(Input data)
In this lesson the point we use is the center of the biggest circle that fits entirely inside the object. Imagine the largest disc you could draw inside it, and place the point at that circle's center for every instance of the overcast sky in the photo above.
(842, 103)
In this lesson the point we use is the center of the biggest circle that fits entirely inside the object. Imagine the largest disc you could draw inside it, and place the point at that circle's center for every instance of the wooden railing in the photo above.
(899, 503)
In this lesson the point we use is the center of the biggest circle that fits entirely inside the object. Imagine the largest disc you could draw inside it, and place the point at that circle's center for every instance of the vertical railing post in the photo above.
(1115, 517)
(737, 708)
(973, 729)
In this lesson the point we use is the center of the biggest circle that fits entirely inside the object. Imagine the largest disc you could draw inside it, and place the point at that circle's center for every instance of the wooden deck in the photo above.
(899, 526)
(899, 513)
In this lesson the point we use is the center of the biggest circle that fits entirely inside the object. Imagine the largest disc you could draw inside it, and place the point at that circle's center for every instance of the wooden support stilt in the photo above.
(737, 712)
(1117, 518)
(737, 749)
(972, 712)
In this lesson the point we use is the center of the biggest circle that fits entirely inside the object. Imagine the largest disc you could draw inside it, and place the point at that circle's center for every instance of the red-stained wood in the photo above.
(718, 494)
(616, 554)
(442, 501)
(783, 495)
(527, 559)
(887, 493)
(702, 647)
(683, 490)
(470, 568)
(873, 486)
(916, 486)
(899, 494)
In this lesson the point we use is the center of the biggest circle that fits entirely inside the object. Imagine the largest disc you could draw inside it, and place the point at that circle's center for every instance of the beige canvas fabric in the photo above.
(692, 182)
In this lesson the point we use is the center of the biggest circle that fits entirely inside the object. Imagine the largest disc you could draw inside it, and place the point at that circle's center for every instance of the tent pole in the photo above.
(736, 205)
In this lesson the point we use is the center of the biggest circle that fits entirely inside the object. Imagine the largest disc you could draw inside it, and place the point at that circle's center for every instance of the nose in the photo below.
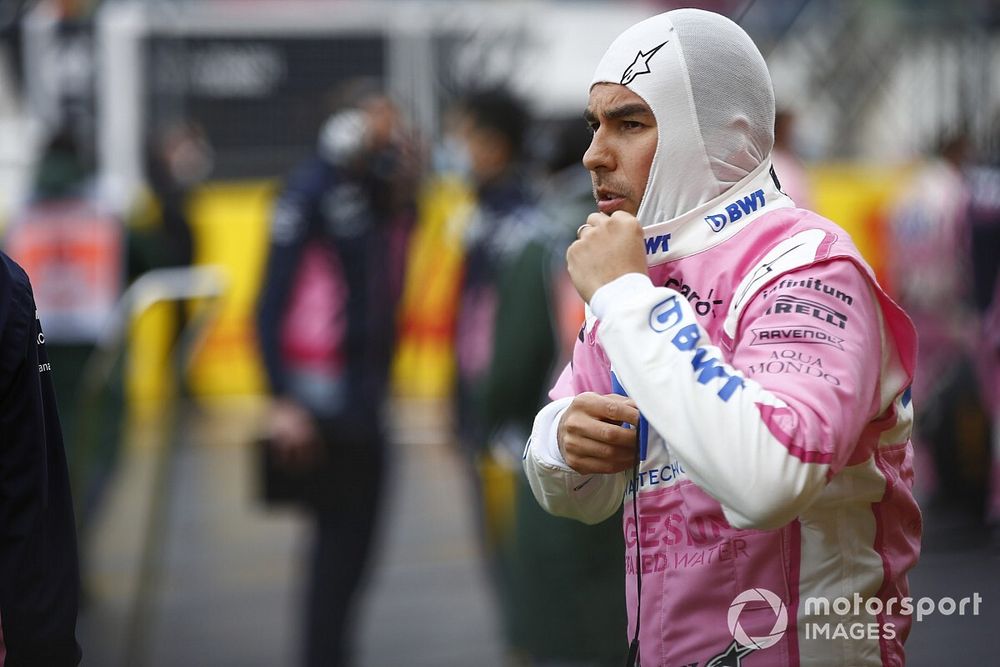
(599, 156)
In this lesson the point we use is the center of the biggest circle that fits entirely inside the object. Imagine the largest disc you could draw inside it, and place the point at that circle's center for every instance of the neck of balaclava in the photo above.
(714, 221)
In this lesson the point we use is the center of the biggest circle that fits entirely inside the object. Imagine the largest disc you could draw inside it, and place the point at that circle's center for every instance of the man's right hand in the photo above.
(591, 436)
(293, 433)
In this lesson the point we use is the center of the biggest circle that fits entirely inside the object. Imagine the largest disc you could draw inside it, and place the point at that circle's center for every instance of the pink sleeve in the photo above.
(589, 370)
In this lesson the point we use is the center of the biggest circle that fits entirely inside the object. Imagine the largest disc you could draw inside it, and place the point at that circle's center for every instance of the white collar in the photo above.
(717, 220)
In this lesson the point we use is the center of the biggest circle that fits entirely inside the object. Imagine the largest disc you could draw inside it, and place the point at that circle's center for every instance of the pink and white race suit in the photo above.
(782, 481)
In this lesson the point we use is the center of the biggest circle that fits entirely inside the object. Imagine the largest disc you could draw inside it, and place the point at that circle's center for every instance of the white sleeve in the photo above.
(559, 489)
(708, 413)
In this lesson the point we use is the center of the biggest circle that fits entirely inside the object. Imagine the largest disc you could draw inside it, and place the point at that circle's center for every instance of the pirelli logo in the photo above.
(786, 304)
(800, 334)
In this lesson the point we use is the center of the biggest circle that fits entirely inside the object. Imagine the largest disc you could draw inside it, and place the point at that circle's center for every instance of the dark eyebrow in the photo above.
(627, 110)
(618, 113)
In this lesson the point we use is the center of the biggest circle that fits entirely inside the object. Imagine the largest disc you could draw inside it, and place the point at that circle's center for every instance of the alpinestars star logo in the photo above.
(640, 65)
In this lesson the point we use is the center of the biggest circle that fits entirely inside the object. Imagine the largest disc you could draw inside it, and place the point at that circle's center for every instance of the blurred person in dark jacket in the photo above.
(39, 571)
(559, 584)
(326, 325)
(930, 269)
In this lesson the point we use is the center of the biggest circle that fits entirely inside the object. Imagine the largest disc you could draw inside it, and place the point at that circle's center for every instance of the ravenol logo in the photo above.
(758, 595)
(736, 210)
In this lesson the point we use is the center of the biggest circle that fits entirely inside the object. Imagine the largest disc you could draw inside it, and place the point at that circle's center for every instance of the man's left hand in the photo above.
(609, 246)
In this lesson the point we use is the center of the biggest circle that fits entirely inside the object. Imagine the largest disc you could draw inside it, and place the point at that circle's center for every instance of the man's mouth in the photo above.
(608, 201)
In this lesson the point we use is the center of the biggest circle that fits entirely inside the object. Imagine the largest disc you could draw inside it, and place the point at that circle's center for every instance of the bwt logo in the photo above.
(655, 244)
(755, 596)
(736, 210)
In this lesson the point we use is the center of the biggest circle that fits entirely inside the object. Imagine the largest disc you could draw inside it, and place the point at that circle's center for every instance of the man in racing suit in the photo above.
(741, 380)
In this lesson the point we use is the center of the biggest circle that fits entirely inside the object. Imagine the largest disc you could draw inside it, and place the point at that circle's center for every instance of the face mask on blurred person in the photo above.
(450, 157)
(343, 137)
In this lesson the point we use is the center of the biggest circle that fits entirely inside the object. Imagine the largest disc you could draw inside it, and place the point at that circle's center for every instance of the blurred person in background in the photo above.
(39, 571)
(71, 244)
(742, 381)
(326, 325)
(930, 272)
(791, 172)
(559, 589)
(178, 158)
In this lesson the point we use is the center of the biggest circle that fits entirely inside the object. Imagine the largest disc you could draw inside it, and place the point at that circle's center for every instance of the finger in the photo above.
(584, 447)
(598, 430)
(610, 407)
(597, 219)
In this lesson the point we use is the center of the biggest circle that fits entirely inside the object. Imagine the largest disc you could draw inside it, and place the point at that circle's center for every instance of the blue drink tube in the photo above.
(617, 388)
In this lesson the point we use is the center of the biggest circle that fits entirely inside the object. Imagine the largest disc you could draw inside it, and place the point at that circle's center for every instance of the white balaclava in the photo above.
(711, 94)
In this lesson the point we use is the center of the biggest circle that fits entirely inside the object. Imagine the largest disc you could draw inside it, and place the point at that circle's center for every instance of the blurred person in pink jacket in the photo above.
(741, 381)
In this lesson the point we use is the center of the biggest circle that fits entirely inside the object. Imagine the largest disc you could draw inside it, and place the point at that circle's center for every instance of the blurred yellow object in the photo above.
(230, 224)
(424, 366)
(499, 485)
(149, 379)
(857, 198)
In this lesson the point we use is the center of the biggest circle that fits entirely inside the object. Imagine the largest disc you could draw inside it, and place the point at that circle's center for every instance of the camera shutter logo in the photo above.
(754, 595)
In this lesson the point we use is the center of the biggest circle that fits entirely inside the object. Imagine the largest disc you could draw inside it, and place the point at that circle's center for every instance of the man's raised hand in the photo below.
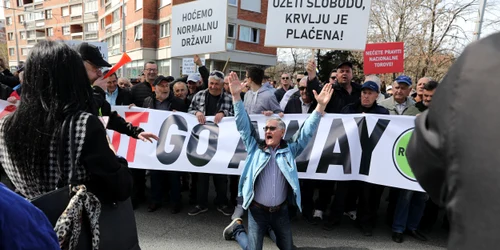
(End Input data)
▶ Your task: In full and without changes, repeat the listing above, but not its pictures.

▶ Result of the task:
In this lesson the point we use is the center of the biggest circle that fits entirely inside the object. Imagine the largest disc you could draw inside it, and place the point at that circle's center for every instance of the overcast sky in the photo above.
(842, 103)
In this lesson the point we use is the center of the biggest circle that fits entirely inside the object. Imagine the largest disc you could draw inside it, and place the point at that circle's center for every instance of the wooden railing in the photo above.
(899, 503)
In this lesson the point we use is the center of the biggest circle that fits entirely inside the object. Imagine the largest disc you could draw inside it, and place the point at that circle's center for every instance of the vertical railing post in the photo above.
(1115, 517)
(737, 708)
(973, 729)
In this lesson the point we use is the center of the biggest circle that fits entirely inside the object. Imagine the largest disc you could draw inside it, and place the point at that circle's center for every instance of the wooden deck in the photo above.
(899, 526)
(899, 513)
In this lesson the point we use is the center of the biggest circle that fits entirely inside the object. Imagine the largest disc you could draw inside it, and place the point at that circle's center for every instance of the wooden support stilt in the photo above.
(737, 712)
(1117, 518)
(737, 749)
(972, 712)
In this lesson the point we use is the center of the biggest circle that fits entirely inside the object. Imagine the largest disc you could draw inside it, and place the point at that circle's center for every instance of the red-stained wood in the photo above.
(718, 494)
(616, 554)
(442, 501)
(783, 495)
(527, 559)
(887, 493)
(702, 647)
(683, 490)
(470, 568)
(873, 486)
(916, 486)
(899, 494)
In this lesson the point we use is the center of the biggest circle that fits entirely inside the object. Imagine the largest disc you could draw inside it, and place the point at that circle's center for every instance of the beige canvas fabric in the photo above.
(692, 182)
In this lesson the point we use is the center of the biggest circle that fits entirely inside the object. Imagine the largest disc you could draw inside it, and place the point at that circle's center for every instance of the tent pole in the photo above.
(736, 205)
In this lesson the point we use is the center of the biggest circle that fits entirely inside the object. Imagine the largest disc you could draw inside it, and place the point at that circle's center for every instance of the nose in the photo below.
(599, 156)
In this lesson the point we use is the center of the biggest circle that fits entirely inside the object. Imagine the largest disc you could draw inside it, and place the point at that circle's center for every instance of the neck of balaclava in the photo above.
(714, 221)
In this lesson the point we use is the center of the biggest circle that fits entirely inside the object. Imagine the largest disc you could draw inside it, and place the point at that circle's center for every instance of the man's right hand in the photo above.
(591, 436)
(293, 433)
In this lesson the point we use is the center of the biggest circle that fits entirely inside the object. Imagine the largest disc you could draw inside it, and place the point at that circle's center for every instance of the pink sleeve in the photo above.
(589, 370)
In this lesson the point we use is the center of the biggest circle that fits entirely inside the object. Imagine the largest disc you could draw inside it, and place the point at that circle's center for every instance of the white collar in the photo above.
(717, 220)
In this lesson the point we use is the center of the biggest circle that fits entirely inside the object. Imagine the largest disc you could draw inside it, and place the point at that circle's center for every instance of the pink and white race suit in the photo above.
(782, 481)
In this lesson the point we use is the center of the biggest circle that fits entirely inside the object. Imagine the largest disc you could draw inside it, and place the point at that circle's center for every instance of the white sleeve in the photo above.
(559, 489)
(708, 413)
In this lesson the point we use is the center of the biggest circle that fits entirely inside the object. Imagine the largest disc you could draw inside it, and place the point at that circle's center for every instance of the pirelli logo in the photo above.
(786, 304)
(800, 334)
In this lesson the point we use is the center of the biggest circle that fits entirely inside the object. Imagine the largest disc you could draw inside it, and place the point at that circle's center for every instance of the dark eyebrow in the photo above.
(627, 110)
(618, 113)
In this lesson the point we use is the center of the biggest circle that fits entirely inside the object. Imagine the largest disc you could draw inside it, and place the point at that circle's center for every instance of the alpinestars star logo in the photo above.
(640, 65)
In this lesson the point we use is the center of the biggest circle that fits entirely inside the object. Imagine the largest disc you could draw inside it, and place the point at that circle's center for every instance of the blurred person in dark jacket in the photo above.
(39, 571)
(559, 584)
(326, 325)
(930, 269)
In this lesson the point we use is the center of the biggest circle that fits entirely inside the object. Imagine the largest disc you could draw inside it, and place the point at that circle's center for every instance of the ravenol logo in the photo above.
(758, 595)
(736, 210)
In this lesson the point we use is the center of the biggest circle that fits entirely inside the object. Imagine the largest disc you could draw inside it, and place the point at that circle's center for every instance of the man's left hand in the photo above.
(609, 246)
In this lesson the point we use is the center of the biggest circle that fits entirely inside the object. Imagine the largest disc you could draw inside it, and place the point at that circle's center for every instance of the man's mouth in the photo above.
(608, 201)
In this lesson the point we use is the center of the biggest circle that fits entirely inside the object. Imagine the largest disc you could draw inside it, and place the point at that circle's center for every instance of the bwt logo in the photo above.
(655, 244)
(755, 596)
(736, 210)
In this lesson the point we use is the center of the biggest circle that fits entirely inside the object. Imagine the largest disc you could draw inside it, and place the point at that circle's center for every instance of the man in racing suit in the photo above.
(741, 380)
In this lesson the point we use is the center of the biggest circle that fits entirely inside the object. Imagine the largest disc you could draw inside it, and place the point at that circle's center for every instance of the face mask on blurred person in the photo above.
(450, 157)
(343, 137)
In this lesson the point we use is the center of the biggest circle that fits entirely inside the object. Imagine the largest disc you could draw inside it, and place the point at that circle's center for every instance of the blurred person in background in the photo above.
(39, 571)
(71, 244)
(742, 381)
(326, 325)
(930, 272)
(791, 172)
(559, 589)
(178, 158)
In this lesson the point we use is the center of the biggest circle that fits entirely inside the object. Imagine the largest disc you could draw inside it, and place the point at that circle's center for every instance of the finger in the photo above.
(584, 447)
(598, 430)
(610, 407)
(597, 219)
In this lesson the point we use is the center of the biggest circle that fits entirely inside the object. Imagine the largest disc you could draw inside it, and place the point at that circle's center for every instance of the blue drink tube in the photo above.
(617, 388)
In this lesson the point we use is the center of the biggest circle that fits entirely inside the object. Imagine the largest disc you could draw inside it, and place the point at that circle's center for every instance of the white balaclava in the photo above.
(711, 94)
In this lesson the point we use is the center of the biggest circle that fits entirely inside the object. Imagine the largest disc you could draw inside it, and place the point at that circle's center for every instance of the blurred person in pink jacket in the photo above.
(741, 381)
In this lesson the point we use is the center of the biggest circle that fits entirely inside the object. Imagine the largest disc you could draw inside it, and place the point at that circle's center for every instance of the blurred yellow object in the photo above.
(230, 224)
(424, 366)
(499, 485)
(149, 379)
(857, 198)
In this lesson the point we use is the center of the biggest circle that fits entirely inside the object. Imagine the largest disc you could draw inside it, and place the point at that circle's center for every instance of the camera shutter logo in the photo above.
(754, 595)
In this lesson the point we use is the center of the biggest circle that fits entirely inside the object. Imagine the largest disc you could draw inside it, and place the point at that circle's center for every instance of the man's raised hand in the photo below.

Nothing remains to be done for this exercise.